The exercise:
In the lines below, find the one that contains "Task: pick out the thick green stem." and write it out exactly, along with every line that follows it.
--- --- ---
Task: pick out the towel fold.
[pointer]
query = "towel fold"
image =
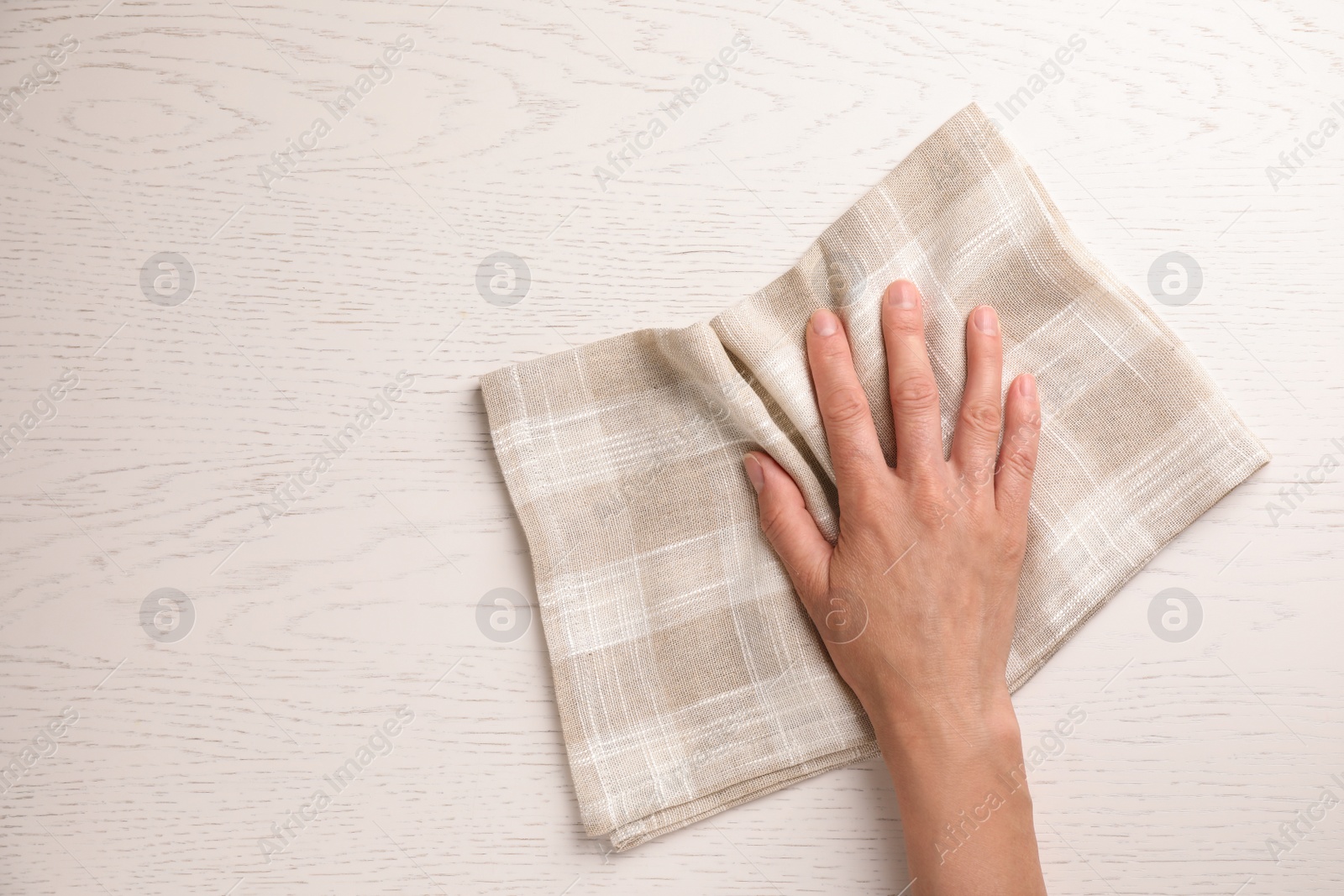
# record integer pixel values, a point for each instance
(687, 673)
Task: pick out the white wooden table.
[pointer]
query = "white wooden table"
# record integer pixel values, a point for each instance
(302, 289)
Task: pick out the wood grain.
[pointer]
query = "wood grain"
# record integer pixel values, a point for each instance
(313, 293)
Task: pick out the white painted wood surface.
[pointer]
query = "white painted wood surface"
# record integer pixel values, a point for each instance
(312, 295)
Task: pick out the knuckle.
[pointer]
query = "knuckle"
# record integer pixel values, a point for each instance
(916, 394)
(1021, 461)
(933, 506)
(773, 523)
(846, 409)
(980, 418)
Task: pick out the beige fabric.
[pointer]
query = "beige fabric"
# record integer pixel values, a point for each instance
(687, 673)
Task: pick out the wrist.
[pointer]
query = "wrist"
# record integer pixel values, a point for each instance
(927, 736)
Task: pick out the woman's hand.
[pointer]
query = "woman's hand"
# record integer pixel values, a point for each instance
(916, 600)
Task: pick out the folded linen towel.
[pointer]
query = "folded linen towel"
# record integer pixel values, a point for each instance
(687, 673)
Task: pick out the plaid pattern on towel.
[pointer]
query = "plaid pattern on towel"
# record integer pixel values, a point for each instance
(687, 673)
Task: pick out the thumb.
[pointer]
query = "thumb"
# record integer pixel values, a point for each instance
(790, 527)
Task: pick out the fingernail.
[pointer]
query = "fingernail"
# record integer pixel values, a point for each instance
(754, 472)
(902, 295)
(824, 322)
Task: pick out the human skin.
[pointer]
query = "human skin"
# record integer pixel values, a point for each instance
(916, 600)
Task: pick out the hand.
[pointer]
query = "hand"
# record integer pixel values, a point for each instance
(916, 600)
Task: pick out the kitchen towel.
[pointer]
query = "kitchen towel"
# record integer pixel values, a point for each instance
(687, 673)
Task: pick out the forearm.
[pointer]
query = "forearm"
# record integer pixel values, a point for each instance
(964, 802)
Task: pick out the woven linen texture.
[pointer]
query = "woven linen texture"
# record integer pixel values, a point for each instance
(687, 673)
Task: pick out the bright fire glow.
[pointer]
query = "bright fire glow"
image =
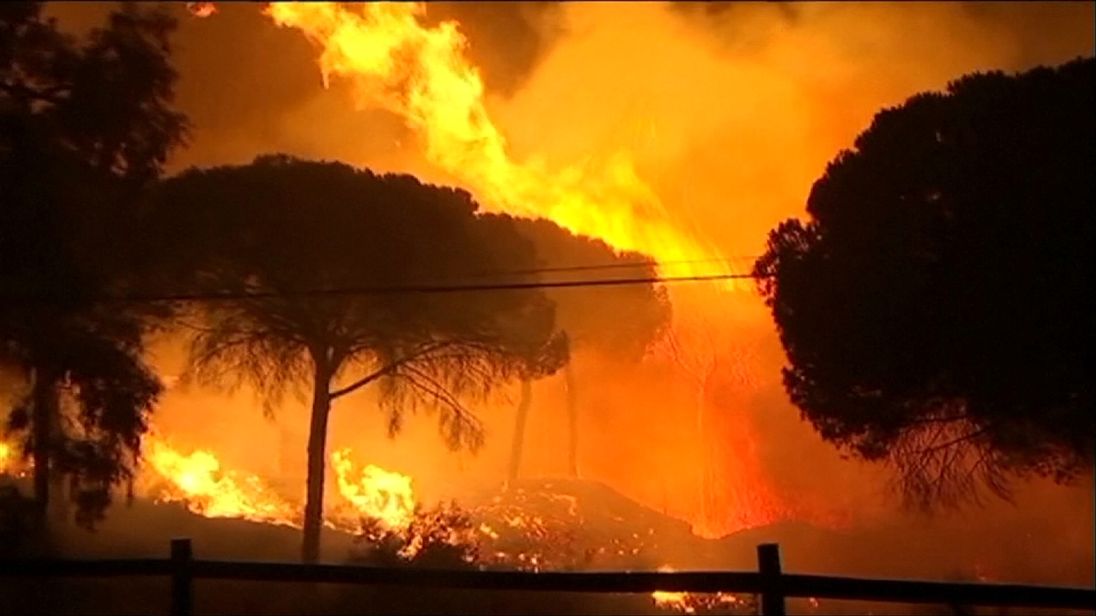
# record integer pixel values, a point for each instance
(376, 493)
(7, 457)
(421, 73)
(202, 9)
(197, 480)
(689, 603)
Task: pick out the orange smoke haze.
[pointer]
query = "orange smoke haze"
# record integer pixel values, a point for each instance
(686, 132)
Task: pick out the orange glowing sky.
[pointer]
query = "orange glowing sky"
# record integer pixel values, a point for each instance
(723, 114)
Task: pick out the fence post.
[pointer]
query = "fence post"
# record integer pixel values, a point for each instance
(182, 582)
(768, 565)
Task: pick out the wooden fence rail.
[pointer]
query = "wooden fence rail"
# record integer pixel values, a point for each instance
(769, 582)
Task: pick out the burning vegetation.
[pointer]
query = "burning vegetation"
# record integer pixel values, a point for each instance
(525, 316)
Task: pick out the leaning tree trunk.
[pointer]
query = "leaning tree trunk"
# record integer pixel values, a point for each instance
(572, 419)
(317, 451)
(44, 396)
(518, 441)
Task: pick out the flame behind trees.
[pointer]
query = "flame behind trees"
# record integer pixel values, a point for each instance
(83, 125)
(422, 73)
(287, 226)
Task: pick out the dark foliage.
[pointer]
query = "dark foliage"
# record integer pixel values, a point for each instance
(84, 125)
(289, 230)
(936, 308)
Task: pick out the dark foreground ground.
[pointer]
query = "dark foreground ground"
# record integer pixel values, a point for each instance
(581, 518)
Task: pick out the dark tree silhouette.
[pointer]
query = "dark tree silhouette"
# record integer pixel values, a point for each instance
(936, 309)
(619, 322)
(282, 228)
(84, 125)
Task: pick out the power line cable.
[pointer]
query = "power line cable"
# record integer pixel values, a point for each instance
(389, 289)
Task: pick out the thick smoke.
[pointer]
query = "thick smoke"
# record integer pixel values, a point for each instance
(731, 111)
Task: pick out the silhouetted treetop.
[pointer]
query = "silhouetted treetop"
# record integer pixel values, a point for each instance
(282, 226)
(939, 298)
(84, 124)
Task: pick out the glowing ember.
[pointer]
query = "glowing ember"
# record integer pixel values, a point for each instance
(198, 481)
(693, 603)
(7, 457)
(396, 63)
(376, 493)
(202, 9)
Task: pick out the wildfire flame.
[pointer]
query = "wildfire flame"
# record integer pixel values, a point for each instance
(197, 480)
(377, 493)
(7, 457)
(202, 10)
(691, 603)
(421, 73)
(200, 482)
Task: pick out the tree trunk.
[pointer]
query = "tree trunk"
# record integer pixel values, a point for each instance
(518, 440)
(44, 394)
(572, 419)
(317, 453)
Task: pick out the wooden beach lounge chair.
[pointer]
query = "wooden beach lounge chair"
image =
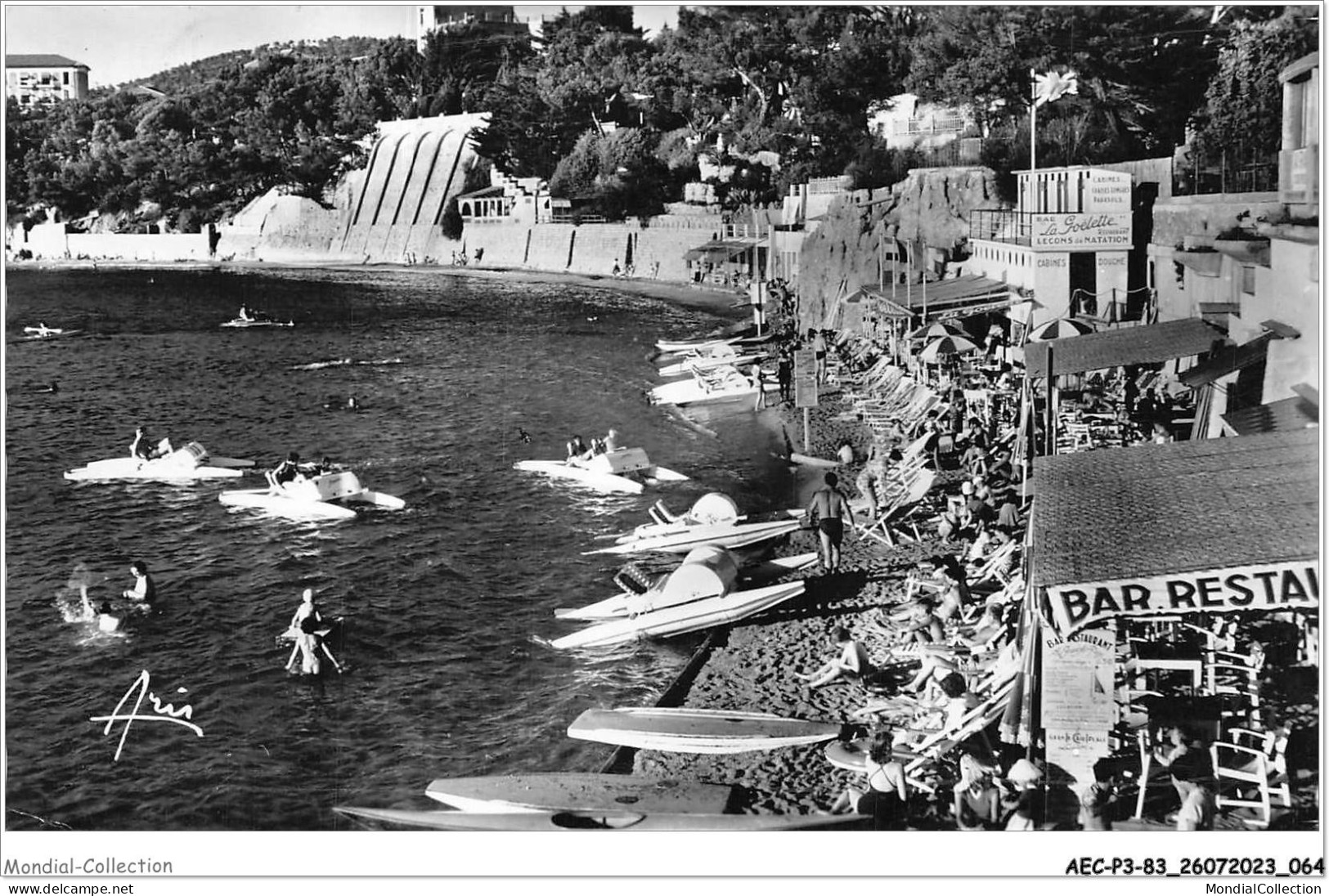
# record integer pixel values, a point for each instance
(896, 522)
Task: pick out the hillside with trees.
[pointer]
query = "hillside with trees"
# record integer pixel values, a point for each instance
(771, 95)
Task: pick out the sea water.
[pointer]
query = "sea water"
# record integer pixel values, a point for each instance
(444, 601)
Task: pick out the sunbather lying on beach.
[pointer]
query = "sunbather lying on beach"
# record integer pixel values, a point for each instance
(852, 664)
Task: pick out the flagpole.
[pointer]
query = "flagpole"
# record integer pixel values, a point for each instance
(1033, 116)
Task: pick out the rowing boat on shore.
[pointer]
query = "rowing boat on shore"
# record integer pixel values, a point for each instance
(684, 539)
(593, 821)
(693, 730)
(697, 362)
(707, 386)
(622, 604)
(186, 463)
(329, 496)
(578, 792)
(626, 469)
(701, 344)
(723, 609)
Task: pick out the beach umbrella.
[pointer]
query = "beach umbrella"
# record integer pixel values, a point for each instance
(937, 330)
(933, 352)
(1059, 329)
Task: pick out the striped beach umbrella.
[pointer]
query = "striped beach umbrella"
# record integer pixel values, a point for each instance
(937, 330)
(1059, 329)
(935, 350)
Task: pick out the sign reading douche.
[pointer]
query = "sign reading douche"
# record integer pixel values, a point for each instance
(1268, 586)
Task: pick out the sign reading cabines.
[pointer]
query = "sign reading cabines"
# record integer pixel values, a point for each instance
(804, 379)
(1082, 231)
(1268, 586)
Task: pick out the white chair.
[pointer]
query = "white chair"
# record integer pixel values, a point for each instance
(1252, 773)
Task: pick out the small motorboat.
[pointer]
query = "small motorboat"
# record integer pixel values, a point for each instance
(189, 462)
(716, 384)
(625, 469)
(327, 496)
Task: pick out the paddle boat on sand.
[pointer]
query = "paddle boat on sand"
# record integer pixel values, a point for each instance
(625, 469)
(716, 384)
(714, 520)
(327, 496)
(189, 462)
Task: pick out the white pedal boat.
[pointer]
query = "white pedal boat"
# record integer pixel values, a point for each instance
(698, 594)
(716, 384)
(617, 471)
(189, 462)
(242, 322)
(708, 362)
(48, 333)
(669, 585)
(330, 496)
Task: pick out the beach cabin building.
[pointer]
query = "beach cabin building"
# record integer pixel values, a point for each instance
(44, 78)
(1067, 242)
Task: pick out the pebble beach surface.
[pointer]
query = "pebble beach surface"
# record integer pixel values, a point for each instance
(752, 669)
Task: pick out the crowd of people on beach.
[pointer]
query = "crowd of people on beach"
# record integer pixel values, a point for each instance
(939, 665)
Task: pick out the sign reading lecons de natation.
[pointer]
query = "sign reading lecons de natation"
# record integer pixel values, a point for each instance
(1082, 231)
(1268, 586)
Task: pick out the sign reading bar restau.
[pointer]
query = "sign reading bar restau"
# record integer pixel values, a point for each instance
(1082, 231)
(1267, 586)
(804, 379)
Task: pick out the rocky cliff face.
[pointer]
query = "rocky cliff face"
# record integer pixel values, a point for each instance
(929, 208)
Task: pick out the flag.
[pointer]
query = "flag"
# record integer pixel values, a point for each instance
(1053, 85)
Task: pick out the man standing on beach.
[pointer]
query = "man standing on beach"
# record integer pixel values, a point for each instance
(828, 507)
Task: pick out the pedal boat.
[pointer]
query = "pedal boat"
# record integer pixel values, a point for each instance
(626, 469)
(329, 496)
(186, 463)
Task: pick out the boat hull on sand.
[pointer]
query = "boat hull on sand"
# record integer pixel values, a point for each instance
(578, 792)
(680, 618)
(186, 463)
(626, 471)
(330, 496)
(616, 821)
(693, 730)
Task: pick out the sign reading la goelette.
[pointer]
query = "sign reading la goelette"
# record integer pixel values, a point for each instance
(1267, 586)
(1082, 231)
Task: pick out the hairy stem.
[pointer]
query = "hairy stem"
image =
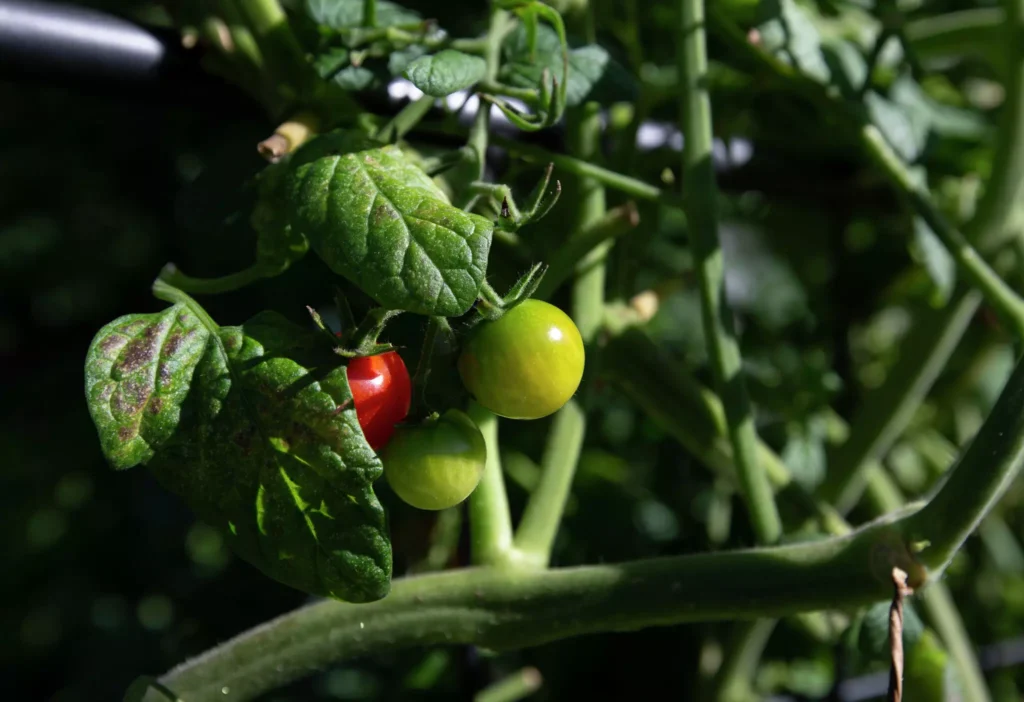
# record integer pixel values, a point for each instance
(491, 525)
(700, 202)
(536, 534)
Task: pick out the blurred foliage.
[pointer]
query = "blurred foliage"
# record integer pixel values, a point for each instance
(108, 576)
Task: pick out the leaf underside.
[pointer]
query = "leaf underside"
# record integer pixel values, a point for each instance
(254, 427)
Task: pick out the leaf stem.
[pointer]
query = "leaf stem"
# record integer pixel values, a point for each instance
(536, 533)
(491, 525)
(886, 411)
(613, 224)
(701, 210)
(225, 283)
(583, 129)
(168, 293)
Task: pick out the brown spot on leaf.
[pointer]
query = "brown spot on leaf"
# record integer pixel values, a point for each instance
(172, 344)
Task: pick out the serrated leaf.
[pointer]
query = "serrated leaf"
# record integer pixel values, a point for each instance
(339, 14)
(594, 75)
(445, 72)
(380, 221)
(790, 33)
(398, 60)
(937, 260)
(137, 374)
(279, 245)
(258, 435)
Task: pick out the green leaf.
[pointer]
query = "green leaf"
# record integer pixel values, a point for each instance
(594, 75)
(279, 245)
(445, 72)
(339, 14)
(380, 221)
(790, 33)
(137, 374)
(255, 429)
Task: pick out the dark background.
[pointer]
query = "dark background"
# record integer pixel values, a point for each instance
(107, 576)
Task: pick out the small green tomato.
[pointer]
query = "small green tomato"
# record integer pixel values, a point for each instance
(525, 364)
(437, 464)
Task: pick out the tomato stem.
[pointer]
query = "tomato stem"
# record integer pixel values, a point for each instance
(700, 204)
(489, 522)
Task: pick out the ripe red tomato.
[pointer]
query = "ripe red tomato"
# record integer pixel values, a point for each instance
(382, 392)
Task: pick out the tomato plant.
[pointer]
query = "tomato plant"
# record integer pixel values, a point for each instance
(673, 279)
(437, 464)
(382, 392)
(525, 364)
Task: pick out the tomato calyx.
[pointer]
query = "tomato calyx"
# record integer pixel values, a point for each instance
(492, 306)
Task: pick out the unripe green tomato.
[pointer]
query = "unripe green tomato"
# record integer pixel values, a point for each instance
(437, 464)
(525, 364)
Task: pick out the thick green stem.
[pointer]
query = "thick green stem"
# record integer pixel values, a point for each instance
(993, 223)
(584, 135)
(700, 202)
(489, 523)
(965, 497)
(225, 283)
(570, 256)
(536, 534)
(885, 412)
(941, 611)
(503, 609)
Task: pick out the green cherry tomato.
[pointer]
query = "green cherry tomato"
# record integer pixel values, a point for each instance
(437, 464)
(526, 363)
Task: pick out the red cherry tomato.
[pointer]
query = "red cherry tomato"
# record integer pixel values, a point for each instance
(382, 392)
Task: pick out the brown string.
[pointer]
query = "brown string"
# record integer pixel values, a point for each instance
(900, 590)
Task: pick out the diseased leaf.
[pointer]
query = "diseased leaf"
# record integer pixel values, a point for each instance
(381, 222)
(594, 75)
(340, 14)
(137, 374)
(255, 429)
(445, 72)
--- --- ---
The output:
Task: pick out the thick green stem.
[pointer]
query = "thick green stem"
# record integer pixel values, a point for each instance
(993, 223)
(584, 135)
(700, 202)
(489, 523)
(965, 497)
(225, 283)
(570, 256)
(536, 534)
(885, 412)
(941, 611)
(503, 609)
Task: pick out the green cherry tomato.
[pointer]
query = "green cherry tomato"
# record integer pixel values, a point for each instance
(437, 464)
(526, 363)
Task: pick out the red cherry tomato.
[pointer]
query = "red cherry tomato"
# record integer pixel values, a point for each instance
(382, 392)
Task: pick out the brown string.
[pointer]
query = "brown string"
# record integer pixel values, a point for each instance
(900, 590)
Task: pick out the diseased leaf.
[pointer]
query = "diseased leaf"
# record integer pixel values, a point for each instance
(381, 222)
(594, 75)
(340, 14)
(137, 374)
(255, 429)
(445, 72)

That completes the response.